Provided data:
-- Start --
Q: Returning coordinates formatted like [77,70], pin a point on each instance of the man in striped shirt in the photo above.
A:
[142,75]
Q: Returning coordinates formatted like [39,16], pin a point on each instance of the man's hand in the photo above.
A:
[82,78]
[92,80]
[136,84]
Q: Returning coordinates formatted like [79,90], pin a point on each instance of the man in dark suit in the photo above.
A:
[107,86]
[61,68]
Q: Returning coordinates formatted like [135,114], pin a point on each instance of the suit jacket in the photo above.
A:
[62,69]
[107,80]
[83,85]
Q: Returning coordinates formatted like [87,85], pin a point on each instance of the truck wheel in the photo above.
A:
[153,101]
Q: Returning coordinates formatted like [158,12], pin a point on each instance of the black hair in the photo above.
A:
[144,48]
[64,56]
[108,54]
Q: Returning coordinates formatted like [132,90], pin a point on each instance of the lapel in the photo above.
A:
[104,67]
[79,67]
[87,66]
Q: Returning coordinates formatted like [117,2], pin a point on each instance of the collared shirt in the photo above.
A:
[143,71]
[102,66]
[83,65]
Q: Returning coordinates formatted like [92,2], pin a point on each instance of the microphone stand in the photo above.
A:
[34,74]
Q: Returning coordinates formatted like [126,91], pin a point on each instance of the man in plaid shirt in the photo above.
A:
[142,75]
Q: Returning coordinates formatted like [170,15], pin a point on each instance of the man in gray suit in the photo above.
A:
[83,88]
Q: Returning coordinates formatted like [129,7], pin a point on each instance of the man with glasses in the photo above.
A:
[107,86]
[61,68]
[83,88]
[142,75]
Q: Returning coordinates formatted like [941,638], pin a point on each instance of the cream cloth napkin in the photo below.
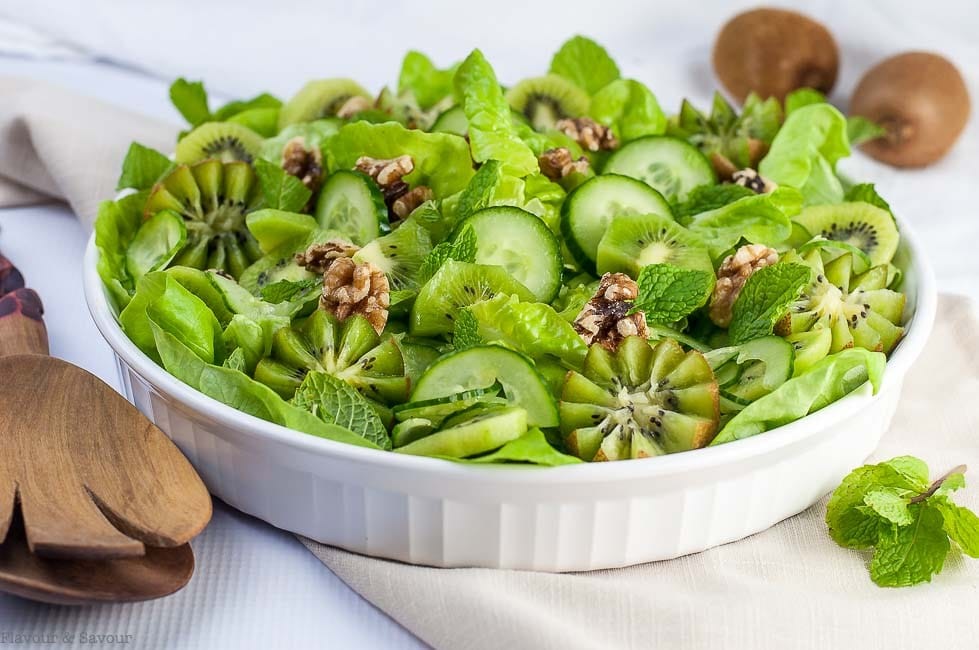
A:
[788,587]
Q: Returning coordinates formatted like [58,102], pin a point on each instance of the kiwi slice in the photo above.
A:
[318,99]
[869,228]
[634,241]
[350,350]
[857,309]
[224,141]
[399,254]
[545,100]
[454,286]
[213,198]
[641,400]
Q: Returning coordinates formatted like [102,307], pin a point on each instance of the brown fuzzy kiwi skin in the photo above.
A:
[773,52]
[922,101]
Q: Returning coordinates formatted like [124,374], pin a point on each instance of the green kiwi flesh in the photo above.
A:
[641,400]
[213,199]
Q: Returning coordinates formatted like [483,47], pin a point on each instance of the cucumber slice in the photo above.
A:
[669,165]
[352,203]
[483,432]
[484,365]
[522,244]
[589,209]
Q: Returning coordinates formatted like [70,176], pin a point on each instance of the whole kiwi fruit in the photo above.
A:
[922,101]
[773,52]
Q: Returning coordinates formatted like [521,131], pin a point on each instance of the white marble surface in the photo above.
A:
[256,586]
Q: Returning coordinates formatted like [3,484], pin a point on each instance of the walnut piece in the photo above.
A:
[350,288]
[318,258]
[588,133]
[305,164]
[754,181]
[731,276]
[558,163]
[353,105]
[606,319]
[406,204]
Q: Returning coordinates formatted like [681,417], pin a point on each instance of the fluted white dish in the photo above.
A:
[571,518]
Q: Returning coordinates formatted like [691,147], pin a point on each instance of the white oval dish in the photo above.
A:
[571,518]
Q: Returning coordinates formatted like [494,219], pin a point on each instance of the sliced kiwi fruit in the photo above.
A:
[857,309]
[399,254]
[545,100]
[213,198]
[350,350]
[318,99]
[634,241]
[224,141]
[867,227]
[641,400]
[454,286]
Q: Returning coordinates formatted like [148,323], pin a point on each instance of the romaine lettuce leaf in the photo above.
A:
[586,63]
[824,383]
[491,130]
[805,151]
[441,159]
[629,108]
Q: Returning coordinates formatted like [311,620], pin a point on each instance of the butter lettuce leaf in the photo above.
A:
[827,381]
[491,131]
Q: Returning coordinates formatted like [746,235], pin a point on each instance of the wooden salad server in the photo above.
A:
[107,503]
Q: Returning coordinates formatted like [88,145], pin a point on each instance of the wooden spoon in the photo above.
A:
[97,483]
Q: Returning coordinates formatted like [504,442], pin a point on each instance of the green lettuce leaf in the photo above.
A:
[532,328]
[668,293]
[441,159]
[805,151]
[427,83]
[629,108]
[586,63]
[765,298]
[142,167]
[491,130]
[827,381]
[336,402]
[532,447]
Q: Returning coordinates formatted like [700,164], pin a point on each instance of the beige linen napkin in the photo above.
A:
[788,587]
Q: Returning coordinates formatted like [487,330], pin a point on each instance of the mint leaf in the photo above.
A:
-- End --
Quote, without alteration, the final stretch of the entries: the line with "Q: Returning coordinates formatted like [311,620], pin" onward to the last line.

Result of this task:
Q: Returning coordinates formatted like [311,620], pin a point on each instance of the butter lettuce leaf in the photo above.
A:
[827,381]
[491,131]
Q: Returning coordinates formatted like [746,235], pin a point on each instance of the wooden salad server in the photo above.
A:
[107,503]
Q: Returning coordinates formatted like [88,145], pin a point on each instance of the wooden spoon in the photo above.
A:
[97,483]
Q: Returning coordinates formatted like [504,442], pin a point on each instance of the green lettuce leaf in the photo above.
A:
[532,328]
[668,293]
[441,159]
[805,151]
[427,83]
[629,108]
[586,63]
[765,298]
[142,167]
[491,130]
[827,381]
[336,402]
[532,447]
Q: Returning coordinates formatted like [700,164], pin a point on each instance of the beige linen napkin in the photo above.
A:
[788,587]
Q: Returning coordinates formatted like [487,330], pin a point on each instance of the mint leaf in the photo above.
A:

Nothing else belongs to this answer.